Instructions for the task: Return each line of the listing in which the word "mulch" appears.
-- Provided material follows --
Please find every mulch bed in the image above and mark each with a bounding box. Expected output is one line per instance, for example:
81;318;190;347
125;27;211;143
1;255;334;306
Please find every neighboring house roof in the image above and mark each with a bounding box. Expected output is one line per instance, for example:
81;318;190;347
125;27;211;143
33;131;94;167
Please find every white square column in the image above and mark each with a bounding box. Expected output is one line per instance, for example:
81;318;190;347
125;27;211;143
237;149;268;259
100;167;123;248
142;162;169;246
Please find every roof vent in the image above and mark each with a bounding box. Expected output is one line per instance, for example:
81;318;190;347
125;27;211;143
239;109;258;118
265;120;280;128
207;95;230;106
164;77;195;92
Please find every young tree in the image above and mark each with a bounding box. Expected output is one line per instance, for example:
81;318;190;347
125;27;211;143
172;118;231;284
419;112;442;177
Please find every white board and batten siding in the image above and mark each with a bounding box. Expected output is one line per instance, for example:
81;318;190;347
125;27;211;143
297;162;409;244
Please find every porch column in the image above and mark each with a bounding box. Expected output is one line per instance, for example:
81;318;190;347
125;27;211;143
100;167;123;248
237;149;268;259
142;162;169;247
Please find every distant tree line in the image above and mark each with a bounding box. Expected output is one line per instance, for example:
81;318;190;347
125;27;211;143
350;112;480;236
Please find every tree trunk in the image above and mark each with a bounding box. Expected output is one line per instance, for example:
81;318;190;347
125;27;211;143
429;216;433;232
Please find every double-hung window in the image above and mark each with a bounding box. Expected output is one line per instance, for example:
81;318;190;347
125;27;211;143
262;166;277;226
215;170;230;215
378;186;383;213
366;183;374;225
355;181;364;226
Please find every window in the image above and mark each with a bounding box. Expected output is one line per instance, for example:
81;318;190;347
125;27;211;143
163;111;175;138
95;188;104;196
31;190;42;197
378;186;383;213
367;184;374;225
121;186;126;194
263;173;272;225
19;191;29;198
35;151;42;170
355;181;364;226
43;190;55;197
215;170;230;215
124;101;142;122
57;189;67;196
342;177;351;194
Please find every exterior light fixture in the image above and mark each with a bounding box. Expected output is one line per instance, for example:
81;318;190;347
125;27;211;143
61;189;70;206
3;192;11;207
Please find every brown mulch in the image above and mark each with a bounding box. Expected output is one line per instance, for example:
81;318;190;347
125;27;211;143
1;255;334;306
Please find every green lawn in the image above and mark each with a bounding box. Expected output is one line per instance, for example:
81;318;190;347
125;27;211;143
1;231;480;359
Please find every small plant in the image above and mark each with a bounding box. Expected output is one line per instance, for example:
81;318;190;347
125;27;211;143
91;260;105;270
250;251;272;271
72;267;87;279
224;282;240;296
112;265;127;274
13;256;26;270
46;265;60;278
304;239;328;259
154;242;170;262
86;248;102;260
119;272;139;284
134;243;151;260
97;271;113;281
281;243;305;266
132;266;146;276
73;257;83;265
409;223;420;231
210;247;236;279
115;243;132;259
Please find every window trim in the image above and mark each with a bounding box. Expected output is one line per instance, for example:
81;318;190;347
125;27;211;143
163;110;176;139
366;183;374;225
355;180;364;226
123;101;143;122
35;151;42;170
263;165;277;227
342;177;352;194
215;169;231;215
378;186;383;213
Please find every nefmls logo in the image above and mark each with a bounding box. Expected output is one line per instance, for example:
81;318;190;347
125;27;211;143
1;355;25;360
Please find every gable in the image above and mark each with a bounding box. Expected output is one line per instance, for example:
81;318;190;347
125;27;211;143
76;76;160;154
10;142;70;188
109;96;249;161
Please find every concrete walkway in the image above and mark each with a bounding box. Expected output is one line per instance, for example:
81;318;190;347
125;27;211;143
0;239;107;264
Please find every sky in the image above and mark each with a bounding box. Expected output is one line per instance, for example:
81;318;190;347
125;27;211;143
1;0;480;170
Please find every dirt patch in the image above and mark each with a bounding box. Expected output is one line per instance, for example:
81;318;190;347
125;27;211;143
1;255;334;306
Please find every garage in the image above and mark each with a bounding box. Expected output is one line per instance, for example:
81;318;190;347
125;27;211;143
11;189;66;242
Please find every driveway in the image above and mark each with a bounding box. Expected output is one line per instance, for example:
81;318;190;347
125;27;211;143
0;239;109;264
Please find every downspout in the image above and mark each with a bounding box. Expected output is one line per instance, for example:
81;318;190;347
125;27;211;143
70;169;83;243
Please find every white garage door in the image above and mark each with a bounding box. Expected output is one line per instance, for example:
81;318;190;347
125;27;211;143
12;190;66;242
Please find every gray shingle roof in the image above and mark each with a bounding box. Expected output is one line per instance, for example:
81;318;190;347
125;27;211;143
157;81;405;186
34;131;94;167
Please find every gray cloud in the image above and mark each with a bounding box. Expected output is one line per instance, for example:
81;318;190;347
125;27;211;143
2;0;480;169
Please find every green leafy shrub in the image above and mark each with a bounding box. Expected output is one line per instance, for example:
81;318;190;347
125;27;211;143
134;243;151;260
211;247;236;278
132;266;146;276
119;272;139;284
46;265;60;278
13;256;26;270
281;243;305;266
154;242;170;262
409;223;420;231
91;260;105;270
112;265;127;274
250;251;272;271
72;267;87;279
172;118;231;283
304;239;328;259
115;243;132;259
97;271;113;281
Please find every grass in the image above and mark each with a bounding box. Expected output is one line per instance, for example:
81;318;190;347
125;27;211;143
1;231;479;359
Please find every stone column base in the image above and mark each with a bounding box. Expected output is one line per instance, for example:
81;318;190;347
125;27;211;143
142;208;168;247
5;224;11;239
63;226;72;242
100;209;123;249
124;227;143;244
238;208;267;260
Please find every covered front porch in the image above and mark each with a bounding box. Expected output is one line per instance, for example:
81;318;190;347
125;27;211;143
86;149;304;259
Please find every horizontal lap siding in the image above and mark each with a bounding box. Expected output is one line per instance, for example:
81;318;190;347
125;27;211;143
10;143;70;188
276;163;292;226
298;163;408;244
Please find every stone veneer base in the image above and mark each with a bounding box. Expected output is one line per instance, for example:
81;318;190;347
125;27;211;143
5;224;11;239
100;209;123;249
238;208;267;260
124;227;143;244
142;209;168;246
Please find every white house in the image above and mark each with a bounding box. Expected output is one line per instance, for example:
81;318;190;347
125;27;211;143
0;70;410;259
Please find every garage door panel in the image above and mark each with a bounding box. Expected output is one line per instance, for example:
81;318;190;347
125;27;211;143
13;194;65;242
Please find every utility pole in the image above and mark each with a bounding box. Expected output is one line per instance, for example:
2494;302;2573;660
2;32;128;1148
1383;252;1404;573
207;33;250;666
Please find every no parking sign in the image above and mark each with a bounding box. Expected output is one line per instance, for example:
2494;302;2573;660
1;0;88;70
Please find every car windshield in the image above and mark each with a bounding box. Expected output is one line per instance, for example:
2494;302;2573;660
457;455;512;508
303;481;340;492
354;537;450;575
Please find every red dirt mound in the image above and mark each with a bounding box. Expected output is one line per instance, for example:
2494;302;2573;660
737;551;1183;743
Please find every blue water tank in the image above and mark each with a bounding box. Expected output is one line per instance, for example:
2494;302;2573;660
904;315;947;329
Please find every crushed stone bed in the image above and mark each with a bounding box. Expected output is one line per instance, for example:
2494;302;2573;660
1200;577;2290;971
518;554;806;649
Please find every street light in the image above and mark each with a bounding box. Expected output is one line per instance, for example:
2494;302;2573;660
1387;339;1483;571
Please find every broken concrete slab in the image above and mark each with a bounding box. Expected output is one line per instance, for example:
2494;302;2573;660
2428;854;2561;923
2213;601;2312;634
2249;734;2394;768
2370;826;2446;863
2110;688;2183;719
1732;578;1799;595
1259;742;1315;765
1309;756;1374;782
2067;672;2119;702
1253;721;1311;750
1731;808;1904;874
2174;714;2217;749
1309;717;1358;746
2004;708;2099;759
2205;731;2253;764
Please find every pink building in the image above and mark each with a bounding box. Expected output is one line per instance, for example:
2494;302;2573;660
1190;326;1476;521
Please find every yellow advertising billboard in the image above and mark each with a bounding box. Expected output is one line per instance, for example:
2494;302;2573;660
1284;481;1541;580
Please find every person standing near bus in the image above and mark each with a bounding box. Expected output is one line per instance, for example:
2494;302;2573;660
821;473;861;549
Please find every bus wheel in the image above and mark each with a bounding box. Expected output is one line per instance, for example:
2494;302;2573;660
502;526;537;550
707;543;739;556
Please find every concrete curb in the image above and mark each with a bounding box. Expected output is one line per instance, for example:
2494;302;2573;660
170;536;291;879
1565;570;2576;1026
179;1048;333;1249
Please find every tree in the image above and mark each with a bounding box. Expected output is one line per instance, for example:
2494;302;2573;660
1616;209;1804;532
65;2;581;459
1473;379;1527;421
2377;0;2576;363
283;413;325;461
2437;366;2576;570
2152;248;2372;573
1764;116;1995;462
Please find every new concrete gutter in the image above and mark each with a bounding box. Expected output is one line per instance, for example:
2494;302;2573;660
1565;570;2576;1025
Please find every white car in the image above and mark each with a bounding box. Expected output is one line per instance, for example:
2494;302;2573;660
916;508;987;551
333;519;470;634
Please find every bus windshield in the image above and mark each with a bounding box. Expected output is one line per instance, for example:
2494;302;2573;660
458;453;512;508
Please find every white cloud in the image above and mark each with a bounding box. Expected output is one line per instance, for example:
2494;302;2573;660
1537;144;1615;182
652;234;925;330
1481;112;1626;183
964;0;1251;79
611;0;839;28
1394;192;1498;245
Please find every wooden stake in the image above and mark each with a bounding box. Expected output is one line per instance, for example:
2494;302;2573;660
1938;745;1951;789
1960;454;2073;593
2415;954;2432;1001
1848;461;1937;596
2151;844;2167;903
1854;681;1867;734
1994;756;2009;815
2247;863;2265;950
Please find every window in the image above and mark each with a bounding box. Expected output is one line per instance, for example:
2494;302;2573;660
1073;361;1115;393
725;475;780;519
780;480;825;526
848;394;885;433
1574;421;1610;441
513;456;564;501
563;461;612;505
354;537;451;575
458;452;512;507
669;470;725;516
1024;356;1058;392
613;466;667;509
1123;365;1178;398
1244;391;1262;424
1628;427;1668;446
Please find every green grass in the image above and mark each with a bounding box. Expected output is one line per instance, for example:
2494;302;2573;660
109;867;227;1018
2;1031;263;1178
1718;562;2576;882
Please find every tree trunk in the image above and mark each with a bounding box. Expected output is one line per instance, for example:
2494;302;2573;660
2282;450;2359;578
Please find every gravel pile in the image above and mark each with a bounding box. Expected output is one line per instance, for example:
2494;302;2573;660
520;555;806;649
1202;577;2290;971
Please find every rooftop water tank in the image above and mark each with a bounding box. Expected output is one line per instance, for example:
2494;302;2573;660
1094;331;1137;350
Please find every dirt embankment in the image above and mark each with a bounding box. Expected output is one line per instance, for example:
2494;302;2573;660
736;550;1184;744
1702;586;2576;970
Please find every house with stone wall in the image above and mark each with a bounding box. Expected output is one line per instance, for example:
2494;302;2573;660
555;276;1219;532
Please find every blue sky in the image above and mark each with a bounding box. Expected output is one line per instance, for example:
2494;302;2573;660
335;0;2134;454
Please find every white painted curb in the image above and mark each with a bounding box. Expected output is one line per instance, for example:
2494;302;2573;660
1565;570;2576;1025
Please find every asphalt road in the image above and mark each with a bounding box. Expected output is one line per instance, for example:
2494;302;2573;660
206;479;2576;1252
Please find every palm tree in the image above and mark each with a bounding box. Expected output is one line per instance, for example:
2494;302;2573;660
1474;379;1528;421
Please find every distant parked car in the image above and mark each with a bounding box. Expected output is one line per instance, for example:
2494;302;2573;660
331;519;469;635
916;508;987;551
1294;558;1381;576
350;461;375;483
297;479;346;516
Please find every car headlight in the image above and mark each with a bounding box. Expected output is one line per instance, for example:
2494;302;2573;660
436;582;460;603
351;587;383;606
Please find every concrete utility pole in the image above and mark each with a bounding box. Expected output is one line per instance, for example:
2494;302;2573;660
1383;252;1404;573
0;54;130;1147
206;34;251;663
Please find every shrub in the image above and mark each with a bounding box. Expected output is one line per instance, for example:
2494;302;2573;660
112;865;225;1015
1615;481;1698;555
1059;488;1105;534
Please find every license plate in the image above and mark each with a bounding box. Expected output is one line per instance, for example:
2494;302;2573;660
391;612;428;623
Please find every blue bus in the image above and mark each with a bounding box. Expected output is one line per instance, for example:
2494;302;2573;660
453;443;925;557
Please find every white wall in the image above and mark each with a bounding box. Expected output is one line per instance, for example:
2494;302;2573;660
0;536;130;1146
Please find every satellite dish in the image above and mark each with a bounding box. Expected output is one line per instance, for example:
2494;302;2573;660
-- Provided material concluded --
Answer for the task:
Please find every mulch bed in the image above and mark each with a bounding box. Expected output is one line per instance, for example:
Please find every brown mulch in the image above and mark each with a bounding box. Expected output is one line per instance, for example:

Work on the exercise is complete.